Passage cité:
+---+

Philologue, il s’impose avant tout dans le domaine de la littérature ancienne. L’Académie royale de Belgique publie dans sa Collection des anciens auteurs belges une savante édition critique des Chroniques et conquêtes de Charlemagne compilées par David Aubert (3 vol., 1943, 1944 et 1951). En 1930 déjà, il avait donné sa Béatrix, poème traduit du moyen néerlandais. Trois ans plus tard, il offrait La facétieuse vie du jeune Jacquet au flageolet qui paissait le troupeau de son père, livre de colportage traduit du flamand; enfin en 1948, paraît La belle histoire de Lancelot de Danemark et de la belle Sandrine, drame du XIVe siècle traduit du néerlandais. Dans l’entre-temps, il a publié Le miroir des dames mariées, qui est l’histoire de Grisélidis.
Doit-on s’étonner que retenu par les vieilles traditions populaires et passionné de théâtre, ami de Ghelderode, il ait voué son attention aux Marionnettes de tradition populaire (1950)? Poète lui-même, il consacre ses soins à ses compatriotes : ses Poètes français de Belgique. De Verhaeren au surréalisme (1948), nettement subjectifs – le titre le révèle – font grincer des dents. Son Max Elskamp dans la Collection des poètes d’aujourd’hui (1955) reçoit l’accueil qu’un tel livre mérite : plein d’affection pour le poète de cet Anvers qu’il aime, il sait choisir avec un goût très sûr, avec sérénité, les pièces les plus évidentes. On ne peut négliger sa réflexion théorique exposée dans les Questions de littérature (1960 et 1972).

+---+

Extraits de données:
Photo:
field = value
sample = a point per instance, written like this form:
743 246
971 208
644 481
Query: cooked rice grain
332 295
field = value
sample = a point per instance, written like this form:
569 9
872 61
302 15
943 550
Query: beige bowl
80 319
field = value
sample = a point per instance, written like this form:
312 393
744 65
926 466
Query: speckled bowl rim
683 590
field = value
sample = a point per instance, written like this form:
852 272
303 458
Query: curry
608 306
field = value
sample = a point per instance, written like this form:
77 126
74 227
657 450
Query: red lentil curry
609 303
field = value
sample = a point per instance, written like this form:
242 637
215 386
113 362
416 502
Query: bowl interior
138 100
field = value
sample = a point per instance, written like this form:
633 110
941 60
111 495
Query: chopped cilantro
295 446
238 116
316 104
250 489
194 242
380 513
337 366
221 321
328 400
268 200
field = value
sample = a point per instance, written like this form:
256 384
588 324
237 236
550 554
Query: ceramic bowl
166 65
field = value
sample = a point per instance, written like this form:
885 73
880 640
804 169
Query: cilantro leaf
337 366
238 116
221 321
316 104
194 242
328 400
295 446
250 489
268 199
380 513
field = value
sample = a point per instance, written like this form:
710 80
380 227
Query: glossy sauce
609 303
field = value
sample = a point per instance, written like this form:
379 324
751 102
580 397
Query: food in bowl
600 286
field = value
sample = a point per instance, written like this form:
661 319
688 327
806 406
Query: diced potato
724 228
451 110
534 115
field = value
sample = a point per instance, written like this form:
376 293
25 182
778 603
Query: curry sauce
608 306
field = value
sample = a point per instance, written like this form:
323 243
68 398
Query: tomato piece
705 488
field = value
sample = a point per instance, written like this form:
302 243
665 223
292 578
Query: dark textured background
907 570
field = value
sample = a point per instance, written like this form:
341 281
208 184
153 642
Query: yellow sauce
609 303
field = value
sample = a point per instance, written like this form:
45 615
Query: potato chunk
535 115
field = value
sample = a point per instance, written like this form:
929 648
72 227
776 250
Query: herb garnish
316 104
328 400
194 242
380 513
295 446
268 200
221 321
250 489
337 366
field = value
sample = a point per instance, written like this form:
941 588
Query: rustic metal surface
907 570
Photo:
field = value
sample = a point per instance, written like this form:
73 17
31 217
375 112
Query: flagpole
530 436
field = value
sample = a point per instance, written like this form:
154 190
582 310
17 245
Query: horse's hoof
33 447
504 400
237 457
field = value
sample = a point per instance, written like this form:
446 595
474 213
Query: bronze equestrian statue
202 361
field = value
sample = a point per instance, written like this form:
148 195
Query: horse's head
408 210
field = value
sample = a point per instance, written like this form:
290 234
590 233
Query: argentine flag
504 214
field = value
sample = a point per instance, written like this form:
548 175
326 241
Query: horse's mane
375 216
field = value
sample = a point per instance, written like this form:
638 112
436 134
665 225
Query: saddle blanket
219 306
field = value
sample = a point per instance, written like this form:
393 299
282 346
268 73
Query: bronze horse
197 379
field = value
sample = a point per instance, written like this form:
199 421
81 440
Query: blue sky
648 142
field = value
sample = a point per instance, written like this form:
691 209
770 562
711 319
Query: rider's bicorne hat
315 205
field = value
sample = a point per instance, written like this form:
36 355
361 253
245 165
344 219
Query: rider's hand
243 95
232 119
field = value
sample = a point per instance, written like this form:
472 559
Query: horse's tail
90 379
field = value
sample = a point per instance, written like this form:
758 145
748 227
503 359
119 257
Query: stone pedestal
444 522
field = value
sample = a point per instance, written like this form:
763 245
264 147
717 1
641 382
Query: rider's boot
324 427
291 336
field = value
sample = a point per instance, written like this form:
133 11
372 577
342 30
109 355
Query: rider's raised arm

+---+

Tâche à traiter:
Poursuivez le passage cité sur l’œuvre de ce philologue et poète belge après sa dernière phrase.

Réponse attendue:
Le poète, avec sa sage lenteur, élabore dix-huit volumes de vers : il s’agit, le plus souvent, de pièces brèves, au tissu serré, qui relèvent, selon Jean Cassou, du genre caillou; le dernier recueil publié du vivant de l’auteur s’intitule d’ailleurs Cailloux (1974). Marcel Lobet, commentant cette poésie, jugeait que la parole est un défaut du silence. Au moment de lumière – et de parole – on aperçoit les lueurs de l’homme intérieur.
On a souligné que la foi de Guiette était profonde jusqu’au mysticisme. Nous dirions : malgré les apparences. Au premier abord, on lui voyait un masque voltairien. Il libérait une humeur caustique, un humour décapant, avec de-ci de-là une nuance libertine. Qui le connaissait mieux aimait à mettre en relief ses nobles qualités : c’était un homme discret, réservé sans être secret, modeste aussi : «Je ne suis pas un homme de lettres», disait-il.
Élu à l’Académie le 9 janvier 1954, il y est reçu le 30 avril 1955 par Maurice Delbouille. D’autres honneurs lui sont échus : membre de la Maatschappij der Nederlandse Letterkunde en 1949; il sera titulaire de la Chaire Francqui à l’Université de Louvain (1958), docteur honoris causa de l’Université de Lille (1965) ; le poète se verra décerner le Grand Prix de poésie Albert Mockel en 1968.
Robert Guiette est décédé à Anvers le 8 novembre 1976.